▼

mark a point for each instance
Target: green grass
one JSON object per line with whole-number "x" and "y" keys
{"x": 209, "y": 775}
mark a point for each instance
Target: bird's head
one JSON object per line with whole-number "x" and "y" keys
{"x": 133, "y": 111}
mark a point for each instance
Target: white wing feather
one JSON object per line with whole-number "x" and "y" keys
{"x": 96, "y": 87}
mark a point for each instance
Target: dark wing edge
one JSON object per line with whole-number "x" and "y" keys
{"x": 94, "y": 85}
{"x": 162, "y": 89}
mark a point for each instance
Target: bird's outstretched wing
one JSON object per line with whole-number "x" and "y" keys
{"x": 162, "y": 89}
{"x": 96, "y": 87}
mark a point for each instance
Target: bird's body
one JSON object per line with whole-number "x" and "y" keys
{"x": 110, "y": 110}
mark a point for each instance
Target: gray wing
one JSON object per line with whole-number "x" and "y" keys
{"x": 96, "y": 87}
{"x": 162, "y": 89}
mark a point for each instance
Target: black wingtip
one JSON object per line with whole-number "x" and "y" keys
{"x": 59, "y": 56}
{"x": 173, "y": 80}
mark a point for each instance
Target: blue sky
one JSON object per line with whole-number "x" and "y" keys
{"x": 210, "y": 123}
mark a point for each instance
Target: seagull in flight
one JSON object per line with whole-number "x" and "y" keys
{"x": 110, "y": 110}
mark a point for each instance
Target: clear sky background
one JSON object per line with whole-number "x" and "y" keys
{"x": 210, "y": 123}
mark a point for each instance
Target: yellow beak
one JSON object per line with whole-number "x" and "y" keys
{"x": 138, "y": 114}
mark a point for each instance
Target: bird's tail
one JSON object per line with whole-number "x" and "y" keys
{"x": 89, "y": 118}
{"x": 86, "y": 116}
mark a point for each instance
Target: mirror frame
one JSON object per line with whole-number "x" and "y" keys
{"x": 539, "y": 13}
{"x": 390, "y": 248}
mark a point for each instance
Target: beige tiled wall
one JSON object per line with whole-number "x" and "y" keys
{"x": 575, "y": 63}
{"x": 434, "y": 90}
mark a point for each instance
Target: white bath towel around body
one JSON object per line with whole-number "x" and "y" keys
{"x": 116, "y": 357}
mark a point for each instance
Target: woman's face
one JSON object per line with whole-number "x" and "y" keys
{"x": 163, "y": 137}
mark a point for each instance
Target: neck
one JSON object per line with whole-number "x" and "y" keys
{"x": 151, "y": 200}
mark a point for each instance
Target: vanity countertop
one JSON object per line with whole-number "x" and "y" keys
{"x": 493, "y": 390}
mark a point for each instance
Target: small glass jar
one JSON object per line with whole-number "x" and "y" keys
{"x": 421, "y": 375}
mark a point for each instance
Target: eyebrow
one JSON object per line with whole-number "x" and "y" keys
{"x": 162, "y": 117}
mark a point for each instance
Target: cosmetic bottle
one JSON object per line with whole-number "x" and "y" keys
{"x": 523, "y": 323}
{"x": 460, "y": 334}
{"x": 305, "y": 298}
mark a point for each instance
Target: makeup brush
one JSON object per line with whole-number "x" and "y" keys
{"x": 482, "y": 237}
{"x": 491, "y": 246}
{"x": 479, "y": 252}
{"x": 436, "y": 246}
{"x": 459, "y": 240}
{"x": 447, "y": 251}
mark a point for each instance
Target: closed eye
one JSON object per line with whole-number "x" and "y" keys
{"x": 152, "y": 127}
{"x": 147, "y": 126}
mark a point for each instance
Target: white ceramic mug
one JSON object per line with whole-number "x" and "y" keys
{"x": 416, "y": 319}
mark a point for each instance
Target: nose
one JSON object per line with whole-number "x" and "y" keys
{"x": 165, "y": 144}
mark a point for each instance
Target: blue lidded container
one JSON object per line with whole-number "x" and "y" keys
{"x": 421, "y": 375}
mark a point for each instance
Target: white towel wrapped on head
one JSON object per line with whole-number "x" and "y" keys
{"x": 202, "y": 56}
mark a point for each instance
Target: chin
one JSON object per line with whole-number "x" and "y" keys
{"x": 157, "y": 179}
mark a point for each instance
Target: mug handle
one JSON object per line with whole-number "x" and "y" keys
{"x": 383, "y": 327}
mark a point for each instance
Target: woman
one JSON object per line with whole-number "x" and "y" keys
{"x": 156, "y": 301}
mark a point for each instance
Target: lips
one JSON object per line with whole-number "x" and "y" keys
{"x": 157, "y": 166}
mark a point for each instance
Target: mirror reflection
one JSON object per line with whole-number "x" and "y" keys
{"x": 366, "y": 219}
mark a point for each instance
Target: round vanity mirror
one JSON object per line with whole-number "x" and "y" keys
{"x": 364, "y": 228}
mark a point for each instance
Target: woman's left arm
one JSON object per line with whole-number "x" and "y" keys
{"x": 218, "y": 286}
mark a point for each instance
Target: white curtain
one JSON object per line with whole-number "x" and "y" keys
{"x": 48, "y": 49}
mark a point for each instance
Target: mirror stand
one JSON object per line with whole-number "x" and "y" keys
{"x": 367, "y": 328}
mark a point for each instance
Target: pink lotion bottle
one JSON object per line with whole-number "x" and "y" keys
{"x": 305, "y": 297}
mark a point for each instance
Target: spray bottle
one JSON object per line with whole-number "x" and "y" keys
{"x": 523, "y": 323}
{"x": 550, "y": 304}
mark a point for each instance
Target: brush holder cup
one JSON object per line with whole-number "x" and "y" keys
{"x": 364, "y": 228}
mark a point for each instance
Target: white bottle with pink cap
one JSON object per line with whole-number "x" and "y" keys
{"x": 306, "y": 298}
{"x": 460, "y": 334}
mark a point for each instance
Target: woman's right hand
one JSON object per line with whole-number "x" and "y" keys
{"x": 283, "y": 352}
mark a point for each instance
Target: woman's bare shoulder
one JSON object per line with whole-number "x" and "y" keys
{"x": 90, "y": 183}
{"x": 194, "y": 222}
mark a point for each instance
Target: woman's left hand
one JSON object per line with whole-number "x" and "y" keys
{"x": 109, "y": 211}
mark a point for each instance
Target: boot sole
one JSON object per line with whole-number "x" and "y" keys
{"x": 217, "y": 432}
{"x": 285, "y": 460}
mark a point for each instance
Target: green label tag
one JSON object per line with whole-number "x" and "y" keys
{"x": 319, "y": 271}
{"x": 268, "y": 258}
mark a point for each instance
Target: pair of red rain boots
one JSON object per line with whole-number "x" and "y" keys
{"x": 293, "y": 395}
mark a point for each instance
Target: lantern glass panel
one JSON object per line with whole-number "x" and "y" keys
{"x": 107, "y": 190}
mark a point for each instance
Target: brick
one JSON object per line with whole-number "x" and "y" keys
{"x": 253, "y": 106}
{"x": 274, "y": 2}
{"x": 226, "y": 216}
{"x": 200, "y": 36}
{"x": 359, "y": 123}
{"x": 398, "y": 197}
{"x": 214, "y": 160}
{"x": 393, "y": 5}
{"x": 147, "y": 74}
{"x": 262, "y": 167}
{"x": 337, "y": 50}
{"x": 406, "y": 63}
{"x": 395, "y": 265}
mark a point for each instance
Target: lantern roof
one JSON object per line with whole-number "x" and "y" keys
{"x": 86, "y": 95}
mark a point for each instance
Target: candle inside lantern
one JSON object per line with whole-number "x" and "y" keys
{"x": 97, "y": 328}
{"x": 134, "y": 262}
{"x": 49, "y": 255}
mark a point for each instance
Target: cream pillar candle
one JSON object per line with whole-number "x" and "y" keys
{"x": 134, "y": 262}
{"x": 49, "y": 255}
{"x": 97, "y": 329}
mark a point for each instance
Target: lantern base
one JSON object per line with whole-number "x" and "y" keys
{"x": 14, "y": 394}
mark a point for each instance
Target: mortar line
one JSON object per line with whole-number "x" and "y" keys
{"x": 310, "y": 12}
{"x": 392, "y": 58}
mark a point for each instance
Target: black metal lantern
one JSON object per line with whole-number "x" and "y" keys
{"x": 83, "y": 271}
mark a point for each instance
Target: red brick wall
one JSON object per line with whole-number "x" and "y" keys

▲

• Requirements: Pick out each line in the entries above that contains the word "pink", and copy those lines.

• Expected answer:
Target: pink lotion bottle
Target: white bottle with pink cap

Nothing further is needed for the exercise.